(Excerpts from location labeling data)
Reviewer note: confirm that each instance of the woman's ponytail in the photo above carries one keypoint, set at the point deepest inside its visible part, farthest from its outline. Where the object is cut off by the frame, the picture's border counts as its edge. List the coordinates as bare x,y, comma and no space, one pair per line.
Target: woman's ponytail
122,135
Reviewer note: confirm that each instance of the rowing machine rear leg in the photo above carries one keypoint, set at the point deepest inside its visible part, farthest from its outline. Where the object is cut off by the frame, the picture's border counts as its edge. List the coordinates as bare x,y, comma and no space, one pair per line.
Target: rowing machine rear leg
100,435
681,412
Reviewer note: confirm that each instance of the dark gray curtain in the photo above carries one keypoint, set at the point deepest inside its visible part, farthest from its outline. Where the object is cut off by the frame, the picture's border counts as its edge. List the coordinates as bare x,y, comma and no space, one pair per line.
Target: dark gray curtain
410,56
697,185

• **Exercise task**
Write out all of the entries above again, request lines included. Add 78 to each x and y value in the keypoint coordinates.

• **Written response**
Reviewer note: confirm that each instance of the woman's ponytail in the photo above carries one keypoint, set at the point deepest inside its visible part, farthest from its outline. Where the object is cut off by the frame, the picture's border counts as its edge. List the coordinates as bare x,y, comma and no space, one pair per line.
Target: woman's ponytail
200,213
Reviewer note: confirm that each instance of the rowing machine rear leg in the photo above carries one keypoint, set at the point deepest inside its visible part, farthest from its outline. Where the object is cut off by the frame, the picture's border counts as its edge. List the coordinates as bare x,y, comma and no space, one pair per line.
Target: rowing machine rear leg
178,513
759,490
Reviewer note: confirm that each instance of the dark gray curtain in the photo above carries one keypoint, set at the point deepest inside its visible part, farthest from its outline. Where the object is cut off by the frame, the picture's border counts as its edge. List the coordinates as bare x,y, comma and no space, one pair per line.
Target: dark gray curtain
488,134
775,263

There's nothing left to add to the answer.